■ WHAT TO WORK ON
Could you repeat, word for word, the passage of the winemaking guide below that opens with the words "It’s important to take" and closes with "to be degassed."?

* Start SOURCE EXCERPT *

Step 4: Allow to ferment at between 20 – 25°C (68 – 77°F) and as close to 20°C as possible. The instructions suggest transferring once fermentation is complete after 10 – 15 days for white and rose wines and 15 – 20 days for red wines.

 

It’s important to take a hydrometer reading at this point to ensure fermentation is actually complete the final gravity for the wine should be between 0.990 – 0.995.

 

Step 5: After fermentation is complete and the wine has been transferred to a new fermenting vessel you’ll need to add the stabiliser to the wine. The stabiliser won’t stop active fermentation but rather prevent future fermentation, so it’s important to ensure fermentation has finished

 

The stabiliser is added and the wine now needs to be degassed.

 

Step 6: Degassing means to agitate all of the carbon dioxide created during fermentation out of the wine. The yeast create carbon dioxide during fermentation and whilst most escape some is dissolved into the wine.

 

To remove the carbon dioxide you take a sanitised spoon or paddle and stir/swirl the wine for a couple of minutes. This process is repeated a few times a day for 3 – 4 days. The idea is not to vigorously beat the wine just to agitate it enough to encourage the CO2 out.

 

Step 7: After this degassing stage it’s time to clear the wine by adding finings. There are two in my wine making kit, one is Kieselsol and the other Chitosan.

 

They are added separately with the Kieselsol being added first and stirred through with a sanitised spoon. The second, Chitosan is added the following day and again mixed through.

 

Step 8: You’ll need to wait for the finings to work and the wine to clear. The instructions suggest 3 – 7 days depending on things like the temperature. I waited 4 days for my wine kit and the wine was crystal clear.

 

Step 9: It’s now time to bottle the wine. If you are careful and don’t disturb the sediment, you can bottle straight from the fermenter. I mentioned previously that I use a bottling wand which means I can attach that directly to the tap and I’m good to go.

* End SOURCE EXCERPT *
* Start ENTRIES SHOWN *

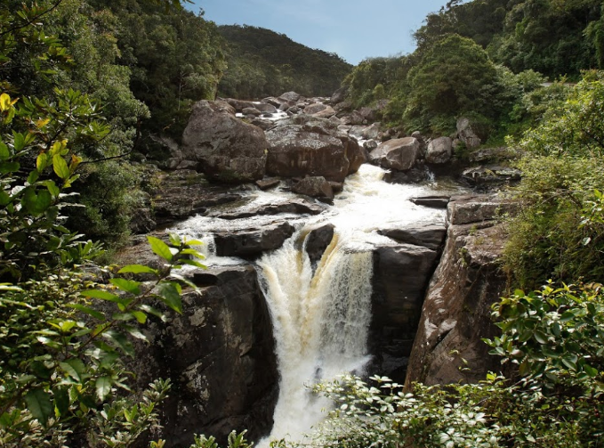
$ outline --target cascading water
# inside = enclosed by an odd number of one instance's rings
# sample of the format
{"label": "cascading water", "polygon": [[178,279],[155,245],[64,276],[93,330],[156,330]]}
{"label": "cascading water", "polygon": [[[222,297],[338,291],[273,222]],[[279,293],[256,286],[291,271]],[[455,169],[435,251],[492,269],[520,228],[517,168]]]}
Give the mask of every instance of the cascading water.
{"label": "cascading water", "polygon": [[300,237],[258,263],[280,373],[270,438],[298,438],[324,417],[326,403],[306,386],[367,361],[372,253],[347,252],[336,235],[313,275],[308,255],[296,247]]}
{"label": "cascading water", "polygon": [[[373,251],[393,241],[378,230],[422,226],[444,219],[444,211],[416,206],[412,197],[434,194],[435,185],[384,183],[384,171],[364,165],[346,179],[334,206],[316,216],[281,216],[298,231],[281,248],[265,254],[256,267],[273,322],[280,374],[279,395],[270,436],[300,439],[325,414],[329,403],[313,395],[308,386],[339,374],[362,372],[369,360],[367,332],[371,318]],[[447,192],[459,191],[457,187]],[[244,207],[283,201],[291,193],[257,191]],[[196,216],[180,232],[200,237],[213,229],[228,231],[262,226],[275,216],[221,220]],[[241,222],[238,222],[241,221]],[[310,229],[332,224],[335,230],[321,260],[312,266],[304,250]],[[208,240],[211,241],[211,240]],[[212,254],[209,254],[210,256]],[[212,262],[236,263],[237,259]]]}

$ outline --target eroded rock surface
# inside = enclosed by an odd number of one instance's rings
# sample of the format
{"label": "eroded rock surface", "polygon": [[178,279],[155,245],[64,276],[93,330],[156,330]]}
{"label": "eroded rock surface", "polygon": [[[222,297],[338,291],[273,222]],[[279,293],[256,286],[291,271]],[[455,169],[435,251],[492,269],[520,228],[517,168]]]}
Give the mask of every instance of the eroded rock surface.
{"label": "eroded rock surface", "polygon": [[499,333],[490,307],[505,290],[499,258],[506,237],[495,218],[510,207],[490,196],[457,197],[449,203],[447,244],[422,309],[407,387],[414,381],[477,382],[488,371],[501,370],[481,338]]}
{"label": "eroded rock surface", "polygon": [[189,446],[194,434],[224,442],[231,430],[247,429],[256,440],[272,425],[278,375],[255,271],[230,266],[201,272],[195,281],[200,289],[184,294],[181,315],[149,325],[138,381],[173,381],[160,434],[171,446]]}
{"label": "eroded rock surface", "polygon": [[262,179],[268,147],[264,133],[226,111],[221,103],[201,101],[193,106],[182,134],[183,157],[197,162],[197,169],[213,180],[241,183]]}

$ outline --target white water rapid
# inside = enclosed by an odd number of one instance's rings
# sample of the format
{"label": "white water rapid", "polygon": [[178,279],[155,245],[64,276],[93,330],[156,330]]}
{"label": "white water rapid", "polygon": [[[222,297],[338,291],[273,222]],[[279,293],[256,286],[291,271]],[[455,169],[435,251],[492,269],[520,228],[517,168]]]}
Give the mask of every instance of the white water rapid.
{"label": "white water rapid", "polygon": [[[409,199],[459,191],[456,186],[436,183],[391,184],[383,181],[383,169],[363,165],[358,173],[346,179],[334,206],[320,215],[281,216],[297,232],[281,248],[265,254],[256,263],[273,322],[280,375],[274,427],[270,436],[259,443],[261,448],[286,436],[302,441],[329,406],[308,386],[346,372],[362,373],[369,361],[373,250],[379,245],[393,244],[377,231],[442,222],[444,210],[417,206]],[[253,200],[244,207],[292,197],[279,191],[253,194]],[[197,216],[183,223],[179,232],[208,238],[206,233],[212,229],[258,226],[262,219],[274,220],[275,216],[231,221]],[[313,269],[304,250],[305,240],[313,228],[328,223],[335,227],[334,236]],[[221,262],[208,255],[212,263],[237,262]]]}

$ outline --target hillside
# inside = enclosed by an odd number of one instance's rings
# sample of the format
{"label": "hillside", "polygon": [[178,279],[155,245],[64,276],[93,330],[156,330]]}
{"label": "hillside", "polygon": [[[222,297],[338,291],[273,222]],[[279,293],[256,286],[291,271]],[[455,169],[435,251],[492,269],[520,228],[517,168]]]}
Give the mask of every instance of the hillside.
{"label": "hillside", "polygon": [[254,99],[295,91],[305,96],[327,96],[352,66],[337,54],[313,50],[286,35],[250,26],[221,26],[227,41],[228,69],[219,94]]}

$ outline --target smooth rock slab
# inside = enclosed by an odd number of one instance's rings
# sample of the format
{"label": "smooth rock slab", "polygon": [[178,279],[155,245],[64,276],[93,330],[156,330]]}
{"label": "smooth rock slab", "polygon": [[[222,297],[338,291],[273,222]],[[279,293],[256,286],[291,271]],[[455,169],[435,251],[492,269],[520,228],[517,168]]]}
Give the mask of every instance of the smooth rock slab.
{"label": "smooth rock slab", "polygon": [[369,153],[369,160],[383,168],[407,171],[420,157],[420,143],[415,137],[389,140]]}

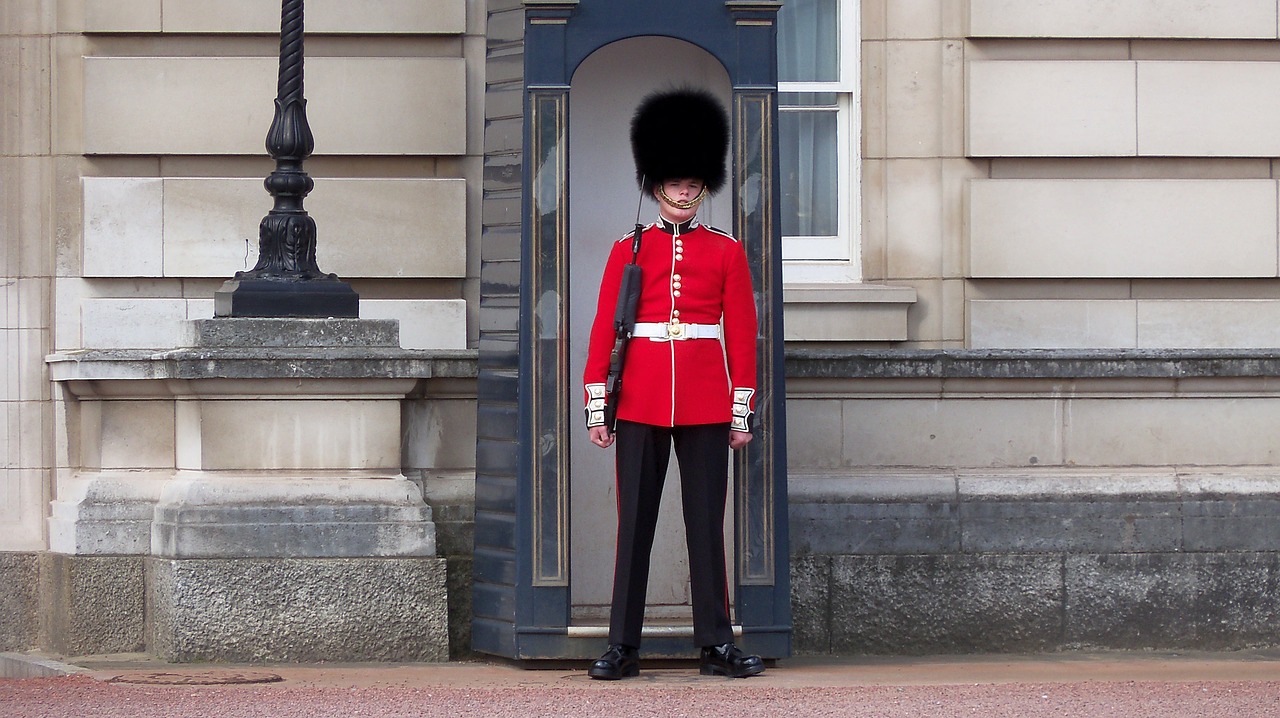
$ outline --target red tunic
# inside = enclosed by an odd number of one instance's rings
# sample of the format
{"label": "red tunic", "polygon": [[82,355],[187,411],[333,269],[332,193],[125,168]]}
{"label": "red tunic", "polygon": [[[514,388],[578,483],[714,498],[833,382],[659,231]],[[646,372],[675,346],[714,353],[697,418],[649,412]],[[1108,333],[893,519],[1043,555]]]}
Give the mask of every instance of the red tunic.
{"label": "red tunic", "polygon": [[[613,244],[591,325],[584,372],[588,426],[593,388],[599,395],[613,349],[613,314],[622,267],[631,261],[631,235]],[[627,344],[618,419],[678,426],[722,424],[754,407],[756,321],[755,297],[746,252],[733,237],[691,220],[682,225],[659,220],[644,229],[636,323],[722,324],[722,339],[654,340],[635,337]],[[723,344],[722,344],[723,342]],[[608,401],[613,401],[609,397]],[[598,406],[598,404],[596,404]],[[749,426],[749,424],[746,424]]]}

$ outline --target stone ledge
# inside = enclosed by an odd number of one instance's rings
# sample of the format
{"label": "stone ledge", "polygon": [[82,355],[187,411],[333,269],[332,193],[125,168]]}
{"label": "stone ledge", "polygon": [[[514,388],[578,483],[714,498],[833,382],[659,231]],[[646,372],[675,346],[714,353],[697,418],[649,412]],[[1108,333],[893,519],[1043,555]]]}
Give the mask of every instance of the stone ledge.
{"label": "stone ledge", "polygon": [[788,488],[797,555],[1280,550],[1280,471],[1267,468],[832,474]]}
{"label": "stone ledge", "polygon": [[796,653],[1280,645],[1280,554],[801,555]]}
{"label": "stone ledge", "polygon": [[88,668],[63,663],[44,654],[0,653],[0,678],[51,678],[88,672]]}
{"label": "stone ledge", "polygon": [[1280,376],[1276,349],[788,348],[796,379],[1189,379]]}
{"label": "stone ledge", "polygon": [[45,357],[50,379],[475,379],[470,349],[241,347],[86,349]]}
{"label": "stone ledge", "polygon": [[147,559],[164,660],[407,662],[449,655],[443,558]]}

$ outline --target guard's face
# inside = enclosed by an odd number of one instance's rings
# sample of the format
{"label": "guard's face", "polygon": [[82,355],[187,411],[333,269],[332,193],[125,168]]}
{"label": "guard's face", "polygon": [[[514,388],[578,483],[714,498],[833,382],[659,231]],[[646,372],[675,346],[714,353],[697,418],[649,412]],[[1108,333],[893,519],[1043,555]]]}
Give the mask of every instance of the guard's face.
{"label": "guard's face", "polygon": [[658,211],[668,221],[684,223],[694,219],[703,198],[703,180],[691,177],[668,179],[654,188]]}

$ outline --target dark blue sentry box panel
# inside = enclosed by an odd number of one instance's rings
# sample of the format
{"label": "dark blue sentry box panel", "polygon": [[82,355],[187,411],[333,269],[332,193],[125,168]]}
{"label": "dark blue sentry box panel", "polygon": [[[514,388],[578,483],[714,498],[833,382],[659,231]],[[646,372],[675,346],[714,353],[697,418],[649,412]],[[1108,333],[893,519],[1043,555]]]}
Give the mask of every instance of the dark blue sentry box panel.
{"label": "dark blue sentry box panel", "polygon": [[[605,639],[571,626],[568,431],[581,430],[567,326],[535,298],[568,289],[570,79],[600,47],[660,36],[696,45],[732,84],[733,233],[760,316],[758,438],[735,457],[739,642],[791,654],[781,224],[777,218],[776,0],[492,0],[485,92],[479,445],[472,648],[517,660],[595,658]],[[522,67],[522,77],[512,68]],[[637,70],[641,72],[641,70]],[[518,100],[517,100],[518,93]],[[521,115],[502,108],[521,108]],[[520,132],[513,132],[515,123]],[[518,159],[521,183],[511,182]],[[532,180],[538,169],[540,182]],[[548,182],[554,178],[554,182]],[[518,216],[512,207],[518,202]],[[536,207],[536,211],[535,211]],[[518,241],[518,247],[512,246]],[[518,259],[516,259],[518,257]],[[512,287],[512,276],[518,284]],[[564,323],[564,312],[552,321]],[[646,655],[694,655],[687,637]]]}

* End ENTRIES SHOWN *

■ WORKED ANSWER
It’s important to take a hydrometer reading at this point to ensure fermentation is actually complete the final gravity for the wine should be between 0.990 – 0.995.

 

Step 5: After fermentation is complete and the wine has been transferred to a new fermenting vessel you’ll need to add the stabiliser to the wine. The stabiliser won’t stop active fermentation but rather prevent future fermentation, so it’s important to ensure fermentation has finished

 

The stabiliser is added and the wine now needs to be degassed.